### Required work
In the text about Utah's aspen trees, what year did the quaking aspen become the state tree?

### Text block
:::::

The rustling noise of wind blowing through aspen trees is a sweet sound for many Utahns, reminding them of home.
The quaking aspen became Utah’s state tree in 2014. It grows in all 29 counties and is recognized by its off-white bark with black spots and streaks. In the fall, aspen’s heart-shaped leaves turn bright yellow and make a vibrant splash of color against backdrops of green conifers and rocky ridges.
In addition to its aesthetic value, aspen helps to create habitat for wildlife, provide shelter for livestock, and increase bird and plant diversity. In a fire, aspen burns less readily than other trees, so aspen forests can help reduce fire risk.
The aspens reproduce in two different ways. The most common way is they make root sprouts called “suckers”, which are genetically identical to the root, and can lead to the formation of a group of identical trees called a “clone”.
The second less common way is when aspen produce seeds, the seedlings have a mixture of genes from two parent trees. Aspen do not produce seeds every year, and seedlings can have a hard time getting established in dry soils.
Rumor has it an early USU Forestry professor offered an A to any student who could find an aspen seedling in the wild, making the point of how rare the seedlings were. However, research at USU and elsewhere over the past decade is showing that aspen seedlings may be more common than we think, especially after fires.
In the summer of 2017, the Brian Head fire burned over 70,000 acres in the high country of southern Utah. Aspen is already playing a large role in the regeneration of this forest, producing a thicket of suckers under preexisting aspen
In July of this year, homeowners Mike and Julie Saemisch “Samish" in Brian Head, Utah were walking through some surviving aspens in the fire footprint, when they noticed something unusual and surprising – these aspens were producing an extraordinary amount of seeds.
They brought this to the attention of USU Professors Larissa Yocom, a fire ecologist, and Karen Mock, an aspen geneticist, both in the Department of Wildland Resources, in the Quinney College of Natural Resources.
Yocom said, “It looked like snow in July, there was so much aspen cotton draped over every surface.”
Mock visited the site in September to see whether these seeds were germinating. She explains, “Seedlings were everywhere - thousands and thousands of them, including in places where aspen did not previously exist”.
According to Yocom, “Fire has created a window of opportunity [for aspen] by opening up growing space [and decreasing competition]. It removed trees, shrubs, and understory plants that compete with small aspen. The [seedlings] have nutrients, water, sunlight, and open soil free from fallen leaves and vegetation.”

:::::

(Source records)
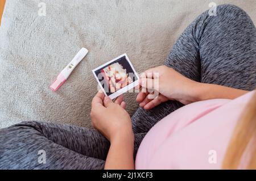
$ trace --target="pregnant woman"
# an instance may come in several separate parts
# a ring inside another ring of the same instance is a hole
[[[243,10],[200,15],[140,85],[156,81],[159,96],[139,93],[131,118],[122,96],[98,92],[91,117],[101,134],[34,121],[1,129],[0,169],[256,169],[256,29]]]

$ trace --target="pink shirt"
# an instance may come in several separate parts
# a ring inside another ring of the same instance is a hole
[[[220,169],[233,129],[254,93],[196,102],[170,114],[142,141],[136,169]]]

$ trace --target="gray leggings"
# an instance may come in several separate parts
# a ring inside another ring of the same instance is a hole
[[[217,14],[210,16],[207,11],[194,20],[164,65],[198,82],[252,90],[256,86],[255,26],[235,6],[219,6]],[[132,117],[134,155],[149,129],[181,106],[168,101],[150,111],[138,109]],[[0,169],[102,169],[109,148],[109,141],[95,130],[34,121],[1,129],[0,144]],[[46,163],[40,150],[45,151]]]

:::::

### Reply
2014